**Exercise prompt:** Return, exactly, the line that contains "Where can the man in" together with all lines after it to the end of the entries, and no further lines.
======== Material to process
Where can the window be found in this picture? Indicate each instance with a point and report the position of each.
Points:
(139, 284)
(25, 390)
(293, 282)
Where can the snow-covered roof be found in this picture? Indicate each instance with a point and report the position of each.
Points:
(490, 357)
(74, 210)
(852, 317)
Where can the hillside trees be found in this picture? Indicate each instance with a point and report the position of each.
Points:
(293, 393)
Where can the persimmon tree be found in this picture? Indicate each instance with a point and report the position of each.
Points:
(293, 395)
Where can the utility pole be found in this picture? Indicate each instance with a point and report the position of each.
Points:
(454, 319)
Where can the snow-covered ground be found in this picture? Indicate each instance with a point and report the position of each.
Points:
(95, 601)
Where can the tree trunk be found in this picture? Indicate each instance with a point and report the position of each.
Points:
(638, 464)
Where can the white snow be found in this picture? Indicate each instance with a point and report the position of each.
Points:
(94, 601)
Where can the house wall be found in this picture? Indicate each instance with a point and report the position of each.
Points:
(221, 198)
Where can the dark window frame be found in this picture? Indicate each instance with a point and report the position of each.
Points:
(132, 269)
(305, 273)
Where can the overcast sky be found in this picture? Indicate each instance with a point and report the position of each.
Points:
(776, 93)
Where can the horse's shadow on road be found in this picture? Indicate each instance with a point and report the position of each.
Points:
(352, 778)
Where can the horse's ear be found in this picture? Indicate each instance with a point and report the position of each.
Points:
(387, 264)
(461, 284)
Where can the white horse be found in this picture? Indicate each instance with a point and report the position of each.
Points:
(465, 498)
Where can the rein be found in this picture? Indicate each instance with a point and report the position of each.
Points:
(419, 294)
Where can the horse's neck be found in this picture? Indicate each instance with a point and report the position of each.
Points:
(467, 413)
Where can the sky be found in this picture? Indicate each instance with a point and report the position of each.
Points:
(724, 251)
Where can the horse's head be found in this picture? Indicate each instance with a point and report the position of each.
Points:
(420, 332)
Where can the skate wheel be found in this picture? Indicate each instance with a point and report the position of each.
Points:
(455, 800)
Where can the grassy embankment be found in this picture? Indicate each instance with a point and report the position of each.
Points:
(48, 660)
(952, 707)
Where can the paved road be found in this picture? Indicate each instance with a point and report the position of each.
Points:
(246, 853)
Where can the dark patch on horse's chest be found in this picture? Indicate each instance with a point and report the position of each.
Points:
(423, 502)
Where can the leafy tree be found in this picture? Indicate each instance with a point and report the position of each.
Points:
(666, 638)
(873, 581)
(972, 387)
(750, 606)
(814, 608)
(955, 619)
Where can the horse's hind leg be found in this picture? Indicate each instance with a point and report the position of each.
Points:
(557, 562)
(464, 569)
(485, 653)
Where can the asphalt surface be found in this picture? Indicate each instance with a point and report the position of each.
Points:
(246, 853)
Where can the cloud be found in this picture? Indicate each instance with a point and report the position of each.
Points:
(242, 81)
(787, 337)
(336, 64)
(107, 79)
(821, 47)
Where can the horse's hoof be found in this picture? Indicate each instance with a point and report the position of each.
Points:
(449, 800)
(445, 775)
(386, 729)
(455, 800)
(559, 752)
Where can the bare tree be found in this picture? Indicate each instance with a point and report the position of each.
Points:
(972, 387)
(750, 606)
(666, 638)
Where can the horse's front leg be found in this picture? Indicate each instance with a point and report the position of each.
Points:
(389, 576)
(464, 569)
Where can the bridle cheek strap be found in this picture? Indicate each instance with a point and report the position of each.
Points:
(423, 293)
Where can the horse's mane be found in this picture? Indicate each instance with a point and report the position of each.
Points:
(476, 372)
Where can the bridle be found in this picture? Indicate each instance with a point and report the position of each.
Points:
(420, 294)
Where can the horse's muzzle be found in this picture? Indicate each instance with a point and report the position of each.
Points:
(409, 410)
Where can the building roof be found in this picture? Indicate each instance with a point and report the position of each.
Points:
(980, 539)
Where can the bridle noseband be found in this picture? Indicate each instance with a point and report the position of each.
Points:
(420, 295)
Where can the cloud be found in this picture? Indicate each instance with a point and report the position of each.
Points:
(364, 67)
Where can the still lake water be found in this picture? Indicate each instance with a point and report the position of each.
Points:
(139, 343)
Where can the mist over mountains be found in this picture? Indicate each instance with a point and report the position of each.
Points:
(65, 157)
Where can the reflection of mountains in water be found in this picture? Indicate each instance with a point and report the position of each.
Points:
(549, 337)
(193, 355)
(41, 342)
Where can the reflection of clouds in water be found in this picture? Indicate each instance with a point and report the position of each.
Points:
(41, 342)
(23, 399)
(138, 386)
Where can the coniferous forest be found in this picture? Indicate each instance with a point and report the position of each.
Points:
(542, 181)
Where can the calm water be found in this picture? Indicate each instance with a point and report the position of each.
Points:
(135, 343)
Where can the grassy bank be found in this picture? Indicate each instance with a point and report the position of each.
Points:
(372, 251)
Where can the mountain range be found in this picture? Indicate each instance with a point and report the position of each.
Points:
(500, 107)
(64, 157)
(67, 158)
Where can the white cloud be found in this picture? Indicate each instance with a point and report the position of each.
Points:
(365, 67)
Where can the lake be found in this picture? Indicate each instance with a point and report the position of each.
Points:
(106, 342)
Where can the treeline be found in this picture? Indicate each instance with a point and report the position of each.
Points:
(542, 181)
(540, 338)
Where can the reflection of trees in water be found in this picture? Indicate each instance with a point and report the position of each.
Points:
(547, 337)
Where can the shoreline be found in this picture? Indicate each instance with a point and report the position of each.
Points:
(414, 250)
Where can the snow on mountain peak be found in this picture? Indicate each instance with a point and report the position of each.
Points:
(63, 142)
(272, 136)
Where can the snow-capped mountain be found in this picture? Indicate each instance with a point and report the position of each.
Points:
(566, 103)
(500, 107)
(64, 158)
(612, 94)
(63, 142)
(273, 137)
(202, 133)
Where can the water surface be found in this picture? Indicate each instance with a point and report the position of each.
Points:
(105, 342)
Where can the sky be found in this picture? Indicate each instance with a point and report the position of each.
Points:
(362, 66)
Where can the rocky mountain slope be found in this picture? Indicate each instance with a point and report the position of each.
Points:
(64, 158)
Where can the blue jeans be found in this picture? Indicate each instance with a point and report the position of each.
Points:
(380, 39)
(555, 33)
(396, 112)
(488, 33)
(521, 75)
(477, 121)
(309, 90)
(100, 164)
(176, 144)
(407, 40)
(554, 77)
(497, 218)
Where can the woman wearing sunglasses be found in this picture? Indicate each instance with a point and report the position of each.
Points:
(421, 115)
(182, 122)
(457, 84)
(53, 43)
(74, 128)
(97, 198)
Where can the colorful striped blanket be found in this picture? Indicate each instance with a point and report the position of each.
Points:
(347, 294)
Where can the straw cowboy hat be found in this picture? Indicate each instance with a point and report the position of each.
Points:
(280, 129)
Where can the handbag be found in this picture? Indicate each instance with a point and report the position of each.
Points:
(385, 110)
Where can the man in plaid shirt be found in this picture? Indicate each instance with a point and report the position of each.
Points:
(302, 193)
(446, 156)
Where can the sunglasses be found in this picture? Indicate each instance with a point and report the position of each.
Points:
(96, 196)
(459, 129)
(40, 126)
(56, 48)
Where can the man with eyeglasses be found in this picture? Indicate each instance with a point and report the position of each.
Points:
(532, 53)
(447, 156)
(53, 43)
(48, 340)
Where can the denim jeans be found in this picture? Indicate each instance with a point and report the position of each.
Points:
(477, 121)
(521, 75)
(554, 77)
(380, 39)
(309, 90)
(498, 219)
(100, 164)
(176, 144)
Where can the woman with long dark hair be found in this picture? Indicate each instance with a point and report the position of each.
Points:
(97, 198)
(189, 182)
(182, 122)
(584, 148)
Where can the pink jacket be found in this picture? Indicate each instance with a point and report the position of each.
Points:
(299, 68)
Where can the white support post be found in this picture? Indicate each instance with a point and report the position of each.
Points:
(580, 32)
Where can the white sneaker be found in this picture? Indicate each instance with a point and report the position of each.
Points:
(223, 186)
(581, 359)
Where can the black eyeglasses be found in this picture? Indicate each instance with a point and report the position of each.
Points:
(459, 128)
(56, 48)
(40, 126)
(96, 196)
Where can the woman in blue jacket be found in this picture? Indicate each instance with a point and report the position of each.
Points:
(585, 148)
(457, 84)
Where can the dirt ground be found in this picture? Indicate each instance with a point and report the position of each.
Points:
================
**Exercise result:**
Where can the man in plaid shirt be found in this picture? Indicate each instance with a point and report the position of each.
Points:
(302, 193)
(446, 156)
Where can the sunglasses be found in this picture? Indicate each instance with a point and report the position of each.
Points:
(96, 196)
(459, 129)
(40, 126)
(56, 48)
Where can the man with eyeglasses be found in this picture? Indicate each instance with a point and report the position of each.
Points:
(532, 53)
(447, 156)
(53, 43)
(48, 340)
Where can the denim jeans be found in this picture? Indicate each instance with a point and report the position of each.
Points:
(477, 121)
(521, 75)
(554, 77)
(380, 39)
(309, 90)
(498, 219)
(100, 164)
(176, 144)
Where can the woman with long dark hair be found in this picture? Indicate each instance with a point and report the position of each.
Points:
(97, 198)
(189, 182)
(182, 122)
(584, 148)
Where can the pink jacket be found in this picture? Indicate each instance with a point and report the position of each.
Points:
(299, 68)
Where can the white support post be found in this picture? Indicate each instance with a point and report the position of each.
Points:
(580, 32)
Where can the white sneaker be found in this picture? Indicate each instance with a point and report the position of each.
Points:
(223, 186)
(581, 359)
Where can the black eyeglasses be found in this picture? Indicate each instance with a point and report the position of each.
Points:
(459, 128)
(56, 48)
(40, 126)
(96, 196)
Where can the woman in blue jacket be found in this picture? Indicate each instance with a point and report the position of each.
Points:
(585, 148)
(457, 84)
Where can the dirt ground be found in this picture? Indicate each instance with a point and report the position of each.
Points:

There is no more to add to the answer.